— Exercise —
How many lines of the data contain the word "background"? Give only that number.

:: Input data ::

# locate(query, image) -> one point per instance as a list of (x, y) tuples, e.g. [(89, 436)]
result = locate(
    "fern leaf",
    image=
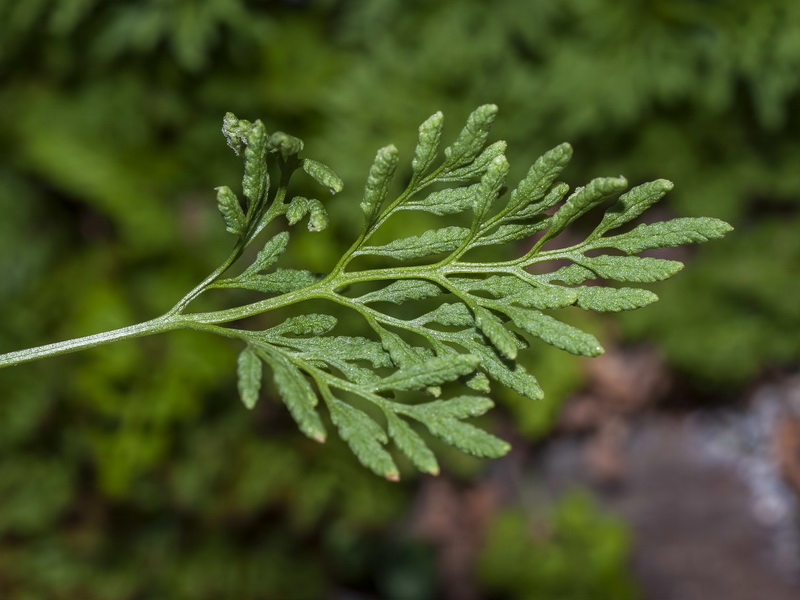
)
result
[(249, 372)]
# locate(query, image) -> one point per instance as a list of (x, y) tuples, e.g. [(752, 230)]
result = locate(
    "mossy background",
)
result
[(133, 471)]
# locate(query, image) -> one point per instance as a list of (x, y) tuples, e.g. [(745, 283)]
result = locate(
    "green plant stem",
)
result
[(159, 325)]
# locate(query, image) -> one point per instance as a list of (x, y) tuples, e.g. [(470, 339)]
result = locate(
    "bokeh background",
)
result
[(667, 469)]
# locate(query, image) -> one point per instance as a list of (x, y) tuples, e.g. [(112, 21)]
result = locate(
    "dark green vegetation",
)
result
[(130, 471)]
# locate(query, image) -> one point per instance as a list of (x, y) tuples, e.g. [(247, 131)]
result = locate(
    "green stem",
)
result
[(159, 325)]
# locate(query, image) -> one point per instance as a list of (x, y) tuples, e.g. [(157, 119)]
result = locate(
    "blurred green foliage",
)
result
[(133, 472), (575, 553)]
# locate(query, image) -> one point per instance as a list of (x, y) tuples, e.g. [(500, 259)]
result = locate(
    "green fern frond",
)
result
[(471, 317)]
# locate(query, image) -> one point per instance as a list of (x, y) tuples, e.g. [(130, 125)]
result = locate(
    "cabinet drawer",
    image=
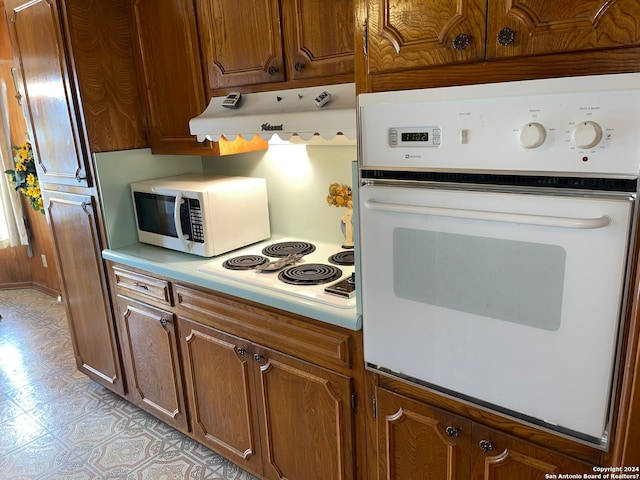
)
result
[(140, 285), (275, 329)]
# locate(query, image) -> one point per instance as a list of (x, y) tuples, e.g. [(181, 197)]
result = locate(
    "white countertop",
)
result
[(183, 267)]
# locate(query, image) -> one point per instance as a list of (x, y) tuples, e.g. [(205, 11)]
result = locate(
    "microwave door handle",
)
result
[(178, 222), (539, 220)]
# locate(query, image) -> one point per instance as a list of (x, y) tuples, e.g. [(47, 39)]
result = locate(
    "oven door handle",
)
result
[(523, 218)]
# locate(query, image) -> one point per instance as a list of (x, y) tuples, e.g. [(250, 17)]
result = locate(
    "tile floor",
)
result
[(55, 423)]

:::

— Solution to this task —
2